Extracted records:
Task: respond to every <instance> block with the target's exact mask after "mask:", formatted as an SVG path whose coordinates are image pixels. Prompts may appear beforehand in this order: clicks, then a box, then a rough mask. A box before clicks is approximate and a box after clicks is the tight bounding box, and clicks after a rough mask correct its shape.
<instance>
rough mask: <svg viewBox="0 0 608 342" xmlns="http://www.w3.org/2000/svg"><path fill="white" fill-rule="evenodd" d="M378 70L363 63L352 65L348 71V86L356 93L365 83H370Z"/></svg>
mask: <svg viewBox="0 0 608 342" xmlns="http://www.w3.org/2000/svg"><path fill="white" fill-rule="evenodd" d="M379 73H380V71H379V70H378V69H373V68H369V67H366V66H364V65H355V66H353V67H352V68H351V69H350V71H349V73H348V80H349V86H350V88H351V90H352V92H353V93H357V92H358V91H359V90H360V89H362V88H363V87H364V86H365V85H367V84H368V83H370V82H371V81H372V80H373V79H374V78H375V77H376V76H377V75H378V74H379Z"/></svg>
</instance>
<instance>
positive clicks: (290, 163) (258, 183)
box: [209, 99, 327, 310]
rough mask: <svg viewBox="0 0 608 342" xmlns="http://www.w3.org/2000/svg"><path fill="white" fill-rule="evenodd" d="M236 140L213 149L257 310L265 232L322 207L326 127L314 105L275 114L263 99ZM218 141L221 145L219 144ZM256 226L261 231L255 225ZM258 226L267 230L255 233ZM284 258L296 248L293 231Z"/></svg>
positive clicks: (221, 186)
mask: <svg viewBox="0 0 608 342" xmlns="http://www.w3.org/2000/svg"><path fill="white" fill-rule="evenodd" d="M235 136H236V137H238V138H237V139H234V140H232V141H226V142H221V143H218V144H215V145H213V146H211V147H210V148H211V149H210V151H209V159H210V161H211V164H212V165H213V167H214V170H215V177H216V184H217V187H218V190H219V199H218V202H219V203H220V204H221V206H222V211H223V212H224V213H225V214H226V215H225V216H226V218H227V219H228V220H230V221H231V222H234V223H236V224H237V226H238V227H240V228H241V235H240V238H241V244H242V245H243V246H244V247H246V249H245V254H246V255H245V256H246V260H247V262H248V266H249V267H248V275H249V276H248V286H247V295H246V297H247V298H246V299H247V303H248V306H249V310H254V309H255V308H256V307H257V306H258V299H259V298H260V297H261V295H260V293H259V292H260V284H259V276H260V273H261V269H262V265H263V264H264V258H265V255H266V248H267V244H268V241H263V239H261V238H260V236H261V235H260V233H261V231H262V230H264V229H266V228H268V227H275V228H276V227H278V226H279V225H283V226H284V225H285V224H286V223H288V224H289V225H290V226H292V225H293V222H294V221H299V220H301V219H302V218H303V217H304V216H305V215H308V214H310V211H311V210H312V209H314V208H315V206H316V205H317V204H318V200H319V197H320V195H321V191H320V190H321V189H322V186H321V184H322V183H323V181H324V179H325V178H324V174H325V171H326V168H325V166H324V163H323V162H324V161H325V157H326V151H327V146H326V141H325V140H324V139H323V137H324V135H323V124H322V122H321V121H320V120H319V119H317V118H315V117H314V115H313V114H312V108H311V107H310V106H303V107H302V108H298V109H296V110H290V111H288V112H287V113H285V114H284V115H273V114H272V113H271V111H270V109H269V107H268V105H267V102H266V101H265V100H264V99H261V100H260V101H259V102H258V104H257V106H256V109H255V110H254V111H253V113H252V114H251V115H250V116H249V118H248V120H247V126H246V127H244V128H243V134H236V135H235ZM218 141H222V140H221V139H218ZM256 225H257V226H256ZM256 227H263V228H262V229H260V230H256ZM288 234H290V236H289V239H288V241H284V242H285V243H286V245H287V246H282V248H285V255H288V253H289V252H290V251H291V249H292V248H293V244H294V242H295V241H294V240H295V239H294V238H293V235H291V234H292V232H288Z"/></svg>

Action item: Take the stretch of lines above from the one containing "box: [209, 99, 327, 310]" through the one containing "140L213 149L257 310L265" and repeat it exactly, adding no other line.

Exercise response:
box: [209, 99, 327, 310]
rough mask: <svg viewBox="0 0 608 342" xmlns="http://www.w3.org/2000/svg"><path fill="white" fill-rule="evenodd" d="M236 140L213 149L257 310L265 232L322 207L326 127L314 105L275 114L263 99ZM218 141L221 145L219 144ZM256 226L261 231L255 225ZM258 226L267 230L255 233ZM284 258L296 248L293 231Z"/></svg>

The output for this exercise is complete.